— Raw data —
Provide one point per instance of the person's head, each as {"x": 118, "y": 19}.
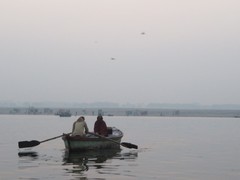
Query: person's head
{"x": 99, "y": 118}
{"x": 80, "y": 119}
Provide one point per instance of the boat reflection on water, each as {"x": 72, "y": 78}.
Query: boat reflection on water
{"x": 100, "y": 159}
{"x": 31, "y": 154}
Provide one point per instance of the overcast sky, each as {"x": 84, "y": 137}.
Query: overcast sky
{"x": 136, "y": 51}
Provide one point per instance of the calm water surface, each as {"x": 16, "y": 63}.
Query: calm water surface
{"x": 170, "y": 148}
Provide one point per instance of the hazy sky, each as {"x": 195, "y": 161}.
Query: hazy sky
{"x": 136, "y": 51}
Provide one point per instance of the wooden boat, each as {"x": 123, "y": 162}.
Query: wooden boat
{"x": 93, "y": 142}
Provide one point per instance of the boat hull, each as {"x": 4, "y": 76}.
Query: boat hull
{"x": 91, "y": 142}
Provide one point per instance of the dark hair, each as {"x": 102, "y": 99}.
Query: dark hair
{"x": 99, "y": 118}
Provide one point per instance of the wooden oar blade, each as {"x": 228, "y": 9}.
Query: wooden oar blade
{"x": 25, "y": 144}
{"x": 129, "y": 145}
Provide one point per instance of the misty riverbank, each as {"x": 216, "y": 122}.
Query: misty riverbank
{"x": 123, "y": 112}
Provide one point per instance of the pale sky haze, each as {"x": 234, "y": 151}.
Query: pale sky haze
{"x": 136, "y": 51}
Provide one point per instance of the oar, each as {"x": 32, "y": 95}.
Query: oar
{"x": 124, "y": 144}
{"x": 25, "y": 144}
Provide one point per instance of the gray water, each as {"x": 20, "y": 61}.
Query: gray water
{"x": 170, "y": 148}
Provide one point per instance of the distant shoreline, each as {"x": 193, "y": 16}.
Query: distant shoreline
{"x": 122, "y": 112}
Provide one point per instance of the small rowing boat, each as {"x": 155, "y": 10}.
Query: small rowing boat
{"x": 93, "y": 141}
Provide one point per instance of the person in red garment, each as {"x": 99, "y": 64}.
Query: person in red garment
{"x": 100, "y": 126}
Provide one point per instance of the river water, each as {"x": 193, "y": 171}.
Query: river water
{"x": 170, "y": 148}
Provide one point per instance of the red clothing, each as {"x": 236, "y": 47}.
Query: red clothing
{"x": 100, "y": 127}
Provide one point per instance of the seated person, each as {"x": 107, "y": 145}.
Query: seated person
{"x": 100, "y": 127}
{"x": 80, "y": 127}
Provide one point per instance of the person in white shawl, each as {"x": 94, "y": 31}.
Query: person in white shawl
{"x": 80, "y": 127}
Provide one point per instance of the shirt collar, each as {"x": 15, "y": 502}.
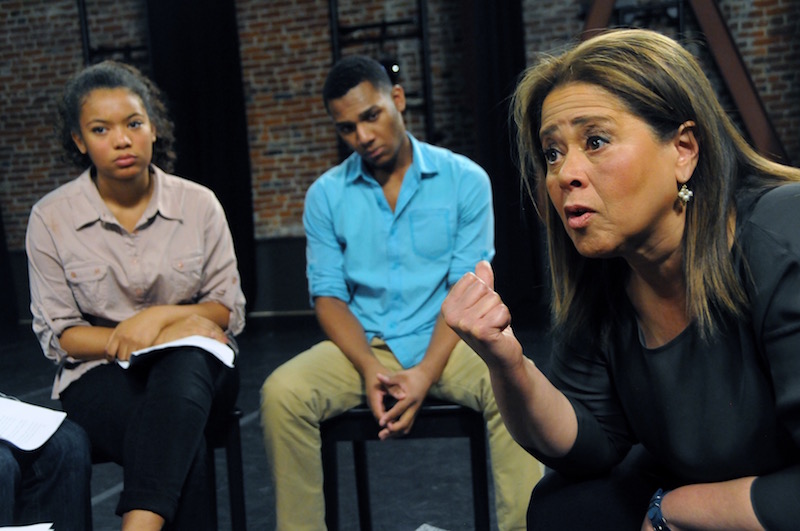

— Task instructions —
Rewrite the entries from the line containing "Provide one point per instance of the gray" through the end of the entries, inclusive. Keep the requests, increase every coordinate in the answer points by 105, and leave the pictures out.

— Solution —
Provide one point per instance of the gray water, each as {"x": 20, "y": 61}.
Query: gray water
{"x": 275, "y": 253}
Provide one point per instance of the distant shoreline, each as {"x": 193, "y": 16}.
Query: distant shoreline
{"x": 227, "y": 217}
Provide one point per instance of the small rowing boat, each as {"x": 155, "y": 10}.
Query: small rowing boat
{"x": 198, "y": 246}
Provide one point per instance of the person in red garment, each as {"x": 99, "y": 64}.
Query: person in red garment
{"x": 205, "y": 231}
Provide one point per instance of the river water, each as {"x": 193, "y": 171}.
Query: river water
{"x": 275, "y": 253}
Provide one point per instance of the red clothing, each as {"x": 236, "y": 47}.
Query: red clothing
{"x": 205, "y": 232}
Provide one point per instance of the seated person, each as {"x": 107, "y": 145}.
Query: seated person
{"x": 205, "y": 232}
{"x": 185, "y": 232}
Provide one point per instance of the person in white shawl, each as {"x": 94, "y": 31}.
Query: person in white shawl
{"x": 185, "y": 232}
Provide one point per instance of the shirt collar, each as {"x": 15, "y": 502}.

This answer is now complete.